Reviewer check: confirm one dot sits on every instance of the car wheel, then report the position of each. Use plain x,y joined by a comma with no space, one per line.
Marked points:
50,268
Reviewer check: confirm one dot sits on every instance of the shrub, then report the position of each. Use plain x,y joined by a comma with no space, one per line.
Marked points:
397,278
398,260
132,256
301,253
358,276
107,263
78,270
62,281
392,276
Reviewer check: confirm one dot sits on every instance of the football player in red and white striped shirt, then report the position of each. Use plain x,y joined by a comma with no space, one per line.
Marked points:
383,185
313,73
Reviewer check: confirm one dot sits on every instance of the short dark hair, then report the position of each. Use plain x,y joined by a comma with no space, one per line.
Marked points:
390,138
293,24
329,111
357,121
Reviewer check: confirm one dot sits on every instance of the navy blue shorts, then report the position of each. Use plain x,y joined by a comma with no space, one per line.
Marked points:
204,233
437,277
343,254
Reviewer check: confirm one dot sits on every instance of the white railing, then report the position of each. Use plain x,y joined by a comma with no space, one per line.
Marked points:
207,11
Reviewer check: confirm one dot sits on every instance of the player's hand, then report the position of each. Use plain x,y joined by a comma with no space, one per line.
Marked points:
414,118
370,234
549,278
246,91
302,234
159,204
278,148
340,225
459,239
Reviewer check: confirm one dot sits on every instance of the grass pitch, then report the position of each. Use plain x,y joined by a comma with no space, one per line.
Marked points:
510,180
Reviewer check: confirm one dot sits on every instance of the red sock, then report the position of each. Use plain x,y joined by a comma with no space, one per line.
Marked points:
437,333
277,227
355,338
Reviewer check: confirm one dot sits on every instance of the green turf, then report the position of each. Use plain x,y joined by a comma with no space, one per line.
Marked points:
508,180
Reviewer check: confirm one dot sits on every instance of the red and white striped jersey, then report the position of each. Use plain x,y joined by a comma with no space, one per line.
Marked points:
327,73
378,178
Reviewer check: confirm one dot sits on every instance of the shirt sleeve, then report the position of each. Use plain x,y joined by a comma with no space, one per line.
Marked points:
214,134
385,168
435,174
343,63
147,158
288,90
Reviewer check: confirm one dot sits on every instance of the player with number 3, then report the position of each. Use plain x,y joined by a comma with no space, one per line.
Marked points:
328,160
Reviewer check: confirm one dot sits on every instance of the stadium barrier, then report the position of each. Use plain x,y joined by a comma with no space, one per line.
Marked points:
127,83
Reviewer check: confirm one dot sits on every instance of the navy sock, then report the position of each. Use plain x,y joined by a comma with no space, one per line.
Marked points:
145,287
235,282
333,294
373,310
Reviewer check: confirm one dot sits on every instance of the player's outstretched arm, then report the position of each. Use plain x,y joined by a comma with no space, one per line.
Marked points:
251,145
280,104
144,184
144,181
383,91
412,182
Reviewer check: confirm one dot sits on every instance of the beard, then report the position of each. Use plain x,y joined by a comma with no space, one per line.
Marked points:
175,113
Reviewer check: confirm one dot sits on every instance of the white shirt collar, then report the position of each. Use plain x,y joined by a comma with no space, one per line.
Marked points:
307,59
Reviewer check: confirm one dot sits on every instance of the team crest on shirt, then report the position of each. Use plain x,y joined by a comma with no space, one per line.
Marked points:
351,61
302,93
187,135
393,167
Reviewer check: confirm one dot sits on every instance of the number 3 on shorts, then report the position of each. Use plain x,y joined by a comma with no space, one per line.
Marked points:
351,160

#####

**Exercise**
Extract all of the material exactly as it is written.

**Solution**
Reviewer check: confirm one dot sits on every instance of the car wheel, then report the position of each. Use plain x,y joined by a comma with no space, one per line.
Marked points:
50,268
Reviewer check: confirm one dot sits on every instance of the shrub, then report the position of each. Use plain x,y joined by a comma with no space, one per line.
Marked points:
397,278
398,260
132,256
301,253
358,276
107,263
78,270
62,281
392,276
Reviewer check: confirm one dot sits on every instance of the football player in red and white striped shirt, then report the position of each. Use plain x,y joined by a comma with no space, one per line.
Marked points:
383,185
313,73
Reviewer check: confirm one dot sits on every instance of the short dark hair, then report the position of each. Use plain x,y joined by a comma with no space, one per line.
Marked points:
390,138
293,24
329,111
357,121
Reviewer check: confirm one dot sits on every instance of the navy blue shorts, then report the position of each. Use plain x,y joined by a comma with no space, one per line.
Marked points:
204,233
437,277
343,254
Reviewer check: confirm one dot sits on every instance of the white railing, then report the position of each. Use plain x,y joined by a comma with no space, one per line.
Marked points:
207,11
Reviewer check: confirm one dot sits on every instance of the player's hand, then report the position of each. Use plain x,y joined by a comma with no space, one per line.
Marked points:
414,118
370,234
549,278
246,91
302,234
159,204
278,148
340,225
459,239
Reviewer check: confirm one dot sits on every instance of the grass pitch, then report the position of each. Use plain x,y joined by a comma with no space, one per line.
Marked points:
510,180
Reviewer check: confirm one dot sits on every instance of the red sock, then report the position of each. Use plain x,y joined by a comma with no space, one per line.
Marked points:
437,333
277,227
355,338
Reviewer check: confirm one dot sits on every instance of the green turf, then report the position of each. Use plain x,y joined by a comma with no space, one per line.
Marked points:
508,180
Reviewer check: confirm one dot sits on every instance of the red and white striped jersey, then report the position of each. Use plain x,y joined by a comma with no space, one per line.
Marked points:
327,73
378,178
Reviewer check: confirm one dot sits on every instance of the shirt sleeve, then report the position of each. Use plain x,y joined by a comma with no space, one per line.
Marked points:
214,134
385,168
435,174
343,63
147,158
288,90
Reviewer check: confirm one dot sits on every instance of the player with number 3, then report the position of each. Use plain x,y joined by a comma with no space, one per line.
Marked points:
328,160
Reviewer check: confirm one dot sits on every instance of the stadium barrier, then report the position of each. Use plain x,y joined by a comma with no space, one per line.
Marked points:
127,83
Reviewer check: confirm one dot sits on every instance of the navy sock, then report the position of each. Use plain x,y joined by a comma with no space, one per line.
Marked points:
145,287
235,282
333,294
373,310
Reviewer check: confirm one dot sits on every instance of the player's outstretched arm, then report the position of each. Use plain x,y joined by a comma with no space, one per line.
Marked points:
251,145
280,104
144,184
144,181
383,91
412,182
Reviewer check: confirm one dot sits on every instance of the beard, then report the position of each. Use plain x,y joined by a comma with no space, one per line.
Marked points:
175,113
Reviewer check: confirm one dot sits on every instance of the white shirt collar, then report the position of each. Use plain x,y joined by a comma with no space, one per line.
Marked points:
307,59
Reviewer check: confirm one dot sits on every instance of the team crest on shirt, then report the position of each. Use plain x,y joined by a comma with no space, one per line.
Marked points:
351,61
302,93
187,135
393,167
Reviewer check: confirm one dot sits on every instance of the number 3 on shorts, then report the position of each. Use plain x,y joined by a comma with no space, one per line.
Marked points:
351,160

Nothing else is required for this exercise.